What to work on —
Among the entries below, please repeat exactly and only the lines from the line containing "of the apartment" to the line containing "of the green", both lines included.

Records for the exercise —
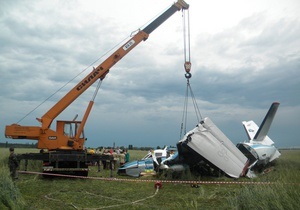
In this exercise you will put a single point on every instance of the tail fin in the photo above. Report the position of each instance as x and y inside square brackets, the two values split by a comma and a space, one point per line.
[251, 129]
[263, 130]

* * *

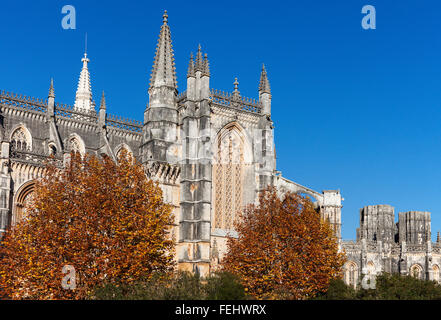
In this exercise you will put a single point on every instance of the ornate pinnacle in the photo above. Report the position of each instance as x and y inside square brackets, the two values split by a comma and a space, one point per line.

* * *

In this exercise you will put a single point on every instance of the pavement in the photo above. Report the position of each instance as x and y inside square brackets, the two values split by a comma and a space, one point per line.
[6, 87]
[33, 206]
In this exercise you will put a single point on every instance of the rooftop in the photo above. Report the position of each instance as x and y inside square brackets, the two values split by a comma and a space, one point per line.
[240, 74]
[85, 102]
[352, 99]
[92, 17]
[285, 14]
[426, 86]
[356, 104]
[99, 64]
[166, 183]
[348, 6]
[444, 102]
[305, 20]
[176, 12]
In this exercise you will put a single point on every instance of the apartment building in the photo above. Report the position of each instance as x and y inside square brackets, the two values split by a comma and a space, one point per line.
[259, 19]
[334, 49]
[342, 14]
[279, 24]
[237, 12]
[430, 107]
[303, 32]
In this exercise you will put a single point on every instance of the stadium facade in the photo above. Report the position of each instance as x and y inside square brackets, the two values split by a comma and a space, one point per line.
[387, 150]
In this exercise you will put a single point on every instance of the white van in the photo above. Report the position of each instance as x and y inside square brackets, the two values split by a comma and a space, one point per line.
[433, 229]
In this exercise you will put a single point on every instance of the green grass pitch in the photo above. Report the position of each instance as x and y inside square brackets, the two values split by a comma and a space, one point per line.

Exercise result —
In this exercise you will put a single point on every instance of the apartment building in the photo above. Report the position of each instance as x and y inside square brackets, the two values split by a comma and a space, one point per line.
[259, 19]
[334, 49]
[342, 14]
[279, 24]
[237, 12]
[430, 107]
[303, 32]
In this exercise you will put a single point on every instance of the stadium facade in the photo above. Report the position of each instance as x and y inside square brackets, the two values split by a comma and a space, one point per line.
[387, 150]
In this exercise you will put a single point on every instance of the white van in the photo above. Report the position of each instance as x and y inside square brackets, the two values split by a comma and a space, one point per line.
[433, 229]
In this exercise you will put a single point on every instance of the green grass pitch in the photo above. Report the position of each instance as x and y inside square brackets, the two values split by a comma and a space, one point per line.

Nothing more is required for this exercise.